_TEXTO DADO:_
○ ○ ○ ○ ○
Podía Bolívar colocarse al frente de sus
legiones atemorizadas, y echar a andar delante de ellas, porque se entendiera
que seguían a su general y no iban fugitivas, como ya hizo en tiempos antiguos
Cátulo Luctacio; ponerse en cobro él solo, dejándolas mano a mano con la
muerte, calumnia es absurda a todas luces.
Primero que echar esa pamplina, consúltese con
Boves el que tuvo a Bolívar por cobarde, y ese león le hubiera dicho sí a la
cobardía de su contrario debió su desengaño en San Mateo.
Boves,
el más audaz, valiente e impetuoso de cuantos españoles pelearon esa guerra,
sabe si Bolívar fue más que él por la serenidad, la intrepidez, la firmeza, la
constancia con las cuales arrostró con esa horrenda hueste debajo del imperio
de jefe semejante.
El
guerrero descuella sobre la tempestad, la cabeza erguida, el brazo alzado:
llueve la metralla, el ruido asorda, el humo ciega, y en medio esa espantosa
cerrazón, la frente de Bolívar resplandece, su voz se sobrepone a la de los
cañones enronquecidos, en su pecho se estrellan y se doblan las lanzas de los
llaneros de Boves, este héroe de la
antigua Caledonia, cruel como Starno, feroz como Swarán.
A
una acción romana debió Bolívar su salvación en San Mateo; pero es asimismo
cierto que a la constancia de Bolívar debió Ricaurte su sacrificio.
¡Cuántas
arremetidas resistió y cuántos asaltos rechazó y cuántas esperanzas burló
primero que el nuevo Cocles salvase a la patria!
Confundido, despechado, desesperado, levanta
el campo Boves , y deja el triunfo a los cobardes.
○ ○ ○ ○ ○
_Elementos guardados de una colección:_
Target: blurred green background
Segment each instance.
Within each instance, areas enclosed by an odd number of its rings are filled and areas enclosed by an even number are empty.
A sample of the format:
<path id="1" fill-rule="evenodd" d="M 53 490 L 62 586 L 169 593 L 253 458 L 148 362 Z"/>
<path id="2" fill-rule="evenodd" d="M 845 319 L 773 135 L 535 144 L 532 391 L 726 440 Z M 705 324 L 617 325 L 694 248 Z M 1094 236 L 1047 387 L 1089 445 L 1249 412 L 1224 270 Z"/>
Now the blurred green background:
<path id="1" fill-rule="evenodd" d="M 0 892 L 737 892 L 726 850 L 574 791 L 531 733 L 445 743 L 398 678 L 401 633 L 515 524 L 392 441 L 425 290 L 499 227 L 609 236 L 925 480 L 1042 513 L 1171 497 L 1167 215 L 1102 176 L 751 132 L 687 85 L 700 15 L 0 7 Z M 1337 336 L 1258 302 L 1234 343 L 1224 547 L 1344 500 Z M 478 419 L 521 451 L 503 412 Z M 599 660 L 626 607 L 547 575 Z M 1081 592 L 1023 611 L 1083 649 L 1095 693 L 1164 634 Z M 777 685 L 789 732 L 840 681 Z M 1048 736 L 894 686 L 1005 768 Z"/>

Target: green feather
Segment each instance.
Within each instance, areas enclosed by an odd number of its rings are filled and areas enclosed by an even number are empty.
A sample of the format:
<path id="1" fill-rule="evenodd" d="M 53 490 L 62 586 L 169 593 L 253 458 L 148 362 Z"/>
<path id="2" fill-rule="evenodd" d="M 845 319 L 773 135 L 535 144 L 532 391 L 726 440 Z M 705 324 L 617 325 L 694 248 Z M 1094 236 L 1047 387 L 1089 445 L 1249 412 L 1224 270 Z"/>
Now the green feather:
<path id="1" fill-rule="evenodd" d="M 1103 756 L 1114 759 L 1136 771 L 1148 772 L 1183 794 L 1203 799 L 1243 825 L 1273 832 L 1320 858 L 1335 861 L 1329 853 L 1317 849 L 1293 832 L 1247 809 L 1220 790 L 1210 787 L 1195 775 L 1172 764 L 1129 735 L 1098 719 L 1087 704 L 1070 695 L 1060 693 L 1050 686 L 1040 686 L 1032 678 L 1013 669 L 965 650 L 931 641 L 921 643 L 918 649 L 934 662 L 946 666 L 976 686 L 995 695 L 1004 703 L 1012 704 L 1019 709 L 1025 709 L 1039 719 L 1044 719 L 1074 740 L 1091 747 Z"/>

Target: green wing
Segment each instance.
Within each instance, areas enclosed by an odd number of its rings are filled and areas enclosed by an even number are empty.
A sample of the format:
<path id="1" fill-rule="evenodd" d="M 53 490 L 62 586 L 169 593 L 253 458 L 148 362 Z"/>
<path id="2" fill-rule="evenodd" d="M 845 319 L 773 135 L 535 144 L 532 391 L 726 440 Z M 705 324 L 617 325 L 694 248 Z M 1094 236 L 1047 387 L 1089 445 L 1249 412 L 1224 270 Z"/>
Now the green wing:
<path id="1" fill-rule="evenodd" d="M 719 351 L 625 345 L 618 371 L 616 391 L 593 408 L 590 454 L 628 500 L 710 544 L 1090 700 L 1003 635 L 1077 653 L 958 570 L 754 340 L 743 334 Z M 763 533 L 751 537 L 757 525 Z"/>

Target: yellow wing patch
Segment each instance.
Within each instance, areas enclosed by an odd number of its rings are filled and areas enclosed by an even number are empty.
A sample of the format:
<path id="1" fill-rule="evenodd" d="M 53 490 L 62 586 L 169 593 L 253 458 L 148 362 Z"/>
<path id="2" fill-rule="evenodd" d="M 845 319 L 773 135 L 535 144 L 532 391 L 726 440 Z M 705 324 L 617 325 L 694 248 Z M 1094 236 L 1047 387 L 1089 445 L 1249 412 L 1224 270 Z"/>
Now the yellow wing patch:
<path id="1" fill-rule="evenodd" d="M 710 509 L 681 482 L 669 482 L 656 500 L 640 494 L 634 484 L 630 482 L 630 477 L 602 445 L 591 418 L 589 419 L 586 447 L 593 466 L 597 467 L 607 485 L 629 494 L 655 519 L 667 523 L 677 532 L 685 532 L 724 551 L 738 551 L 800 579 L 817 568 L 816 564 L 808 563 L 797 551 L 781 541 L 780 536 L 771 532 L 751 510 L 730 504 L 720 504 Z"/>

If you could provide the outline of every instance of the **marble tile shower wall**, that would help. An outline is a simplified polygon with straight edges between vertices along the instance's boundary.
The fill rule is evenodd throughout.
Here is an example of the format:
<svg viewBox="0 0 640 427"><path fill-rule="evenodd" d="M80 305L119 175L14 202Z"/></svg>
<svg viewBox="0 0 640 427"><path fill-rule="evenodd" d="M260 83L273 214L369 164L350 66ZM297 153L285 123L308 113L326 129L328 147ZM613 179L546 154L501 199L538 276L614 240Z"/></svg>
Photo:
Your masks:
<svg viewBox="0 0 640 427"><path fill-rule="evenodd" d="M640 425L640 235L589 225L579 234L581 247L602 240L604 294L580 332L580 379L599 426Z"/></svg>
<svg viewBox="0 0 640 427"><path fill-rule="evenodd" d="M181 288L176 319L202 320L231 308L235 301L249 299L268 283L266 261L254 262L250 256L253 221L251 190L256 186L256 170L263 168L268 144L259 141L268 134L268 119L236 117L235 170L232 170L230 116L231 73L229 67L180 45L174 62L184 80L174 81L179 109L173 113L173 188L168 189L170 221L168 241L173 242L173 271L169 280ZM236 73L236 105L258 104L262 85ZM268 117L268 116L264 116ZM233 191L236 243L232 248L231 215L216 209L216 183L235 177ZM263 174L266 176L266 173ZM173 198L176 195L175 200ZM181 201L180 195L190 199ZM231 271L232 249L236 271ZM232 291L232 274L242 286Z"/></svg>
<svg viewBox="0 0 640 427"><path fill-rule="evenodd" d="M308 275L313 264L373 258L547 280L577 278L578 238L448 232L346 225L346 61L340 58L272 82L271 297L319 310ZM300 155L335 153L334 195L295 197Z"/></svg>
○ ○ ○ ○ ○
_TAREAS Y EJERCICIOS:_
**A)** En el texto sobre Bolívar, ¿qué cualidades se mencionan como aquellas con las que Bolívar pudo ser más que Boves? Enuméralas todas.
**B)** Según el texto sobre Bolívar, responde sí o no a cada afirmación y cita las palabras del texto que lo deciden: (i) Boves fue el más audaz de los españoles que pelearon esa guerra. (ii) Bolívar debió su salvación en San Mateo a una acción romana. (iii) Al final, Boves se queda con el triunfo.
**C)** Traduce al inglés esta oración del texto sobre Bolívar: "A una acción romana debió Bolívar su salvación en San Mateo; pero es asimismo cierto que a la constancia de Bolívar debió Ricaurte su sacrificio."

_RESPUESTAS ESCRITAS:_
**A)**
- la serenidad
- la intrepidez
- la firmeza
- la constancia

**B)**
(i) Sí: "el más audaz, valiente e impetuoso de cuantos españoles pelearon esa guerra".
(ii) Sí: "A una acción romana debió Bolívar su salvación en San Mateo".
(iii) No: "y deja el triunfo a los cobardes".

**C)** Bolívar owed his salvation at San Mateo to a Roman deed; but it is likewise true that Ricaurte owed his sacrifice to Bolívar's constancy.